Extrait:
Par Anonyme
Ma femme et moi avons accueilli notre fils en vue de son adoption en juillet 2006. Il avait 16 mois et avait un pronostic d’une maladie assez rare. Trois mois plus tard, nous apprenions que l’enfant avait « seulement » des séquelles de négligence sévère. Il avait passé neuf mois auprès de sa mère qui n’avait pas la capacité de s’en occuper et un père aux prises avec de graves problèmes de consommation et de violence. Les sept mois suivants ont été pour lui comme le ciel lorsque pris en charge par une famille d’accueil « de luxe ».
Son placement chez nous fut donc un traumatisme de plus. Personne n’en était conscient à ce moment. Tout le monde croyait qu’il s’adapterait. Il ne manifestait aucune émotion bien qu’il nous frappait et nous pinçait souvent. Son développement a été particulièrement suivi par des spécialistes pour l’aider à rattraper ses retards de développement. Ses comportements étaient souvent impulsifs pouvant aller jusqu’à la violence. Ses diagnostics : TDAH, trouble de la parole, trouble d’attachement d’abord insécure qui s’est muté à l’âge de 11 ans en un trouble sévère. C’est d’ailleurs à partir de son onzième anniversaire qu’il a commencé à se comporter de manière encore plus étrange, ajoutant le pica et l’automutilation à ses habitudes quotidiennes.

Matériel fourni:

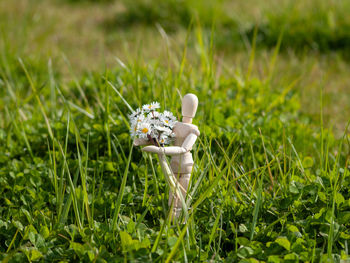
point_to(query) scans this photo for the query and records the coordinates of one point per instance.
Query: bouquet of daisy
(147, 123)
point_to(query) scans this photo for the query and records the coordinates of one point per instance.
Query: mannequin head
(189, 107)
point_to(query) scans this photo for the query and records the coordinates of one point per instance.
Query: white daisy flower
(167, 122)
(164, 130)
(144, 129)
(153, 115)
(151, 107)
(163, 139)
(133, 130)
(135, 113)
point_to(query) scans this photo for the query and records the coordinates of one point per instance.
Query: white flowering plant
(147, 123)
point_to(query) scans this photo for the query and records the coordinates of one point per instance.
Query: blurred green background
(92, 35)
(271, 179)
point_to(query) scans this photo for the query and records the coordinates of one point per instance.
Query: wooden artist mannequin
(181, 162)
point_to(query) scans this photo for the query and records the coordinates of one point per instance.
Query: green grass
(271, 180)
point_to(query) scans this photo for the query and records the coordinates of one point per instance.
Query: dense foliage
(265, 187)
(270, 184)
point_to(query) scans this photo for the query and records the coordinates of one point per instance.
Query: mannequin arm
(174, 150)
(139, 142)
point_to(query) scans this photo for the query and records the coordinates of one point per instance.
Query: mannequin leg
(183, 180)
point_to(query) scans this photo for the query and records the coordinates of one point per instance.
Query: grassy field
(271, 181)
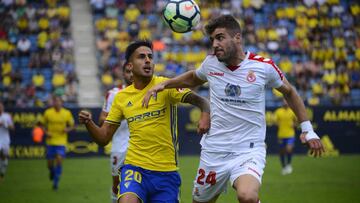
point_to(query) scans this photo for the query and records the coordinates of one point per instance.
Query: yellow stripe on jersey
(56, 122)
(153, 141)
(285, 119)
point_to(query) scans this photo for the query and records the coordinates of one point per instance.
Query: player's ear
(130, 66)
(237, 37)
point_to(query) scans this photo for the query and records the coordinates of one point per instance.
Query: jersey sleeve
(70, 120)
(201, 71)
(178, 94)
(274, 76)
(115, 114)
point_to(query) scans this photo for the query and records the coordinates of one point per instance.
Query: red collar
(232, 68)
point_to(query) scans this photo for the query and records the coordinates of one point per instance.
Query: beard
(229, 54)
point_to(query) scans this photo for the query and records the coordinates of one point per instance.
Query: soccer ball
(181, 15)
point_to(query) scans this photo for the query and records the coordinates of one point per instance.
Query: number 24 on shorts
(210, 178)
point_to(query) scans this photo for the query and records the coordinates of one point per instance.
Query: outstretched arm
(203, 104)
(297, 105)
(101, 135)
(188, 79)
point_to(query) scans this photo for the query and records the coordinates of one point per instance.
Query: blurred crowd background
(315, 43)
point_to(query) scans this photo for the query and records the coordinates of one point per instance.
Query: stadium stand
(36, 53)
(315, 43)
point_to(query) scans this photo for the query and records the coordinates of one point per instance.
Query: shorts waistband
(252, 145)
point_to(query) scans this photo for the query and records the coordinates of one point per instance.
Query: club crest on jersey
(232, 90)
(251, 77)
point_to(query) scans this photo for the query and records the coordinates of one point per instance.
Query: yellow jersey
(56, 123)
(153, 141)
(285, 119)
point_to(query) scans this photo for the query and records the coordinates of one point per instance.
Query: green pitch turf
(87, 180)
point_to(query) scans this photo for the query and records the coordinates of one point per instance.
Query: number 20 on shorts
(210, 178)
(133, 175)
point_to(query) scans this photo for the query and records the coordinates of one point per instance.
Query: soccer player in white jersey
(234, 148)
(6, 124)
(121, 137)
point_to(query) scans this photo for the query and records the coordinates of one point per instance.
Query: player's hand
(313, 142)
(204, 123)
(152, 93)
(84, 117)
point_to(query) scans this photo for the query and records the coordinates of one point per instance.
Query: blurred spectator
(23, 46)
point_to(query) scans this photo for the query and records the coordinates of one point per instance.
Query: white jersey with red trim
(120, 139)
(237, 99)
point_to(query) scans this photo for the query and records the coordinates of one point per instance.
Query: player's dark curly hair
(224, 21)
(134, 45)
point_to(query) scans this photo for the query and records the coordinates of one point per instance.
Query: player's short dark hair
(224, 21)
(134, 45)
(124, 65)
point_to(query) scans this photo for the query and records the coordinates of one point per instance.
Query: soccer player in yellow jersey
(58, 122)
(286, 121)
(150, 170)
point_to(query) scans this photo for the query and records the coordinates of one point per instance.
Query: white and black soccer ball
(181, 15)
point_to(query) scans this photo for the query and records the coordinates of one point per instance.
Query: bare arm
(102, 117)
(295, 102)
(188, 79)
(101, 135)
(203, 104)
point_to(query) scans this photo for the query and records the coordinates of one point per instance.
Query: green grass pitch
(87, 180)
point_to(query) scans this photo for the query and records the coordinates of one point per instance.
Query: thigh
(116, 162)
(133, 181)
(250, 163)
(4, 149)
(166, 187)
(212, 176)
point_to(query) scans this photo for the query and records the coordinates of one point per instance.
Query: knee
(247, 197)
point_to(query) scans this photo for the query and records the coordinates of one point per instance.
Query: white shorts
(217, 168)
(116, 161)
(4, 148)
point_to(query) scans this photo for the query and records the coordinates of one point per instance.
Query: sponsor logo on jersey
(232, 90)
(147, 115)
(251, 77)
(215, 74)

Consigne A:
Répondez d'après l'extrait :
(i) Quel âge avait l'enfant lorsqu'il a été accueilli en vue de son adoption ?
(ii) Combien de mois a-t-il passés auprès de sa mère ?
(iii) À quel âge son trouble d'attachement s'est-il mué en un trouble sévère ?
Consigne B:
Recopiez fidèlement le passage de l'extrait qui va de « Son placement chez » à « ses habitudes quotidiennes. ».
Le matériel fourni n'est pas nécessaire ici.

Réponse rédigée A:
(i) 16 mois.
(ii) Neuf mois.
(iii) À 11 ans.

Réponse rédigée B:
Son placement chez nous fut donc un traumatisme de plus. Personne n’en était conscient à ce moment. Tout le monde croyait qu’il s’adapterait. Il ne manifestait aucune émotion bien qu’il nous frappait et nous pinçait souvent. Son développement a été particulièrement suivi par des spécialistes pour l’aider à rattraper ses retards de développement. Ses comportements étaient souvent impulsifs pouvant aller jusqu’à la violence. Ses diagnostics : TDAH, trouble de la parole, trouble d’attachement d’abord insécure qui s’est muté à l’âge de 11 ans en un trouble sévère. C’est d’ailleurs à partir de son onzième anniversaire qu’il a commencé à se comporter de manière encore plus étrange, ajoutant le pica et l’automutilation à ses habitudes quotidiennes.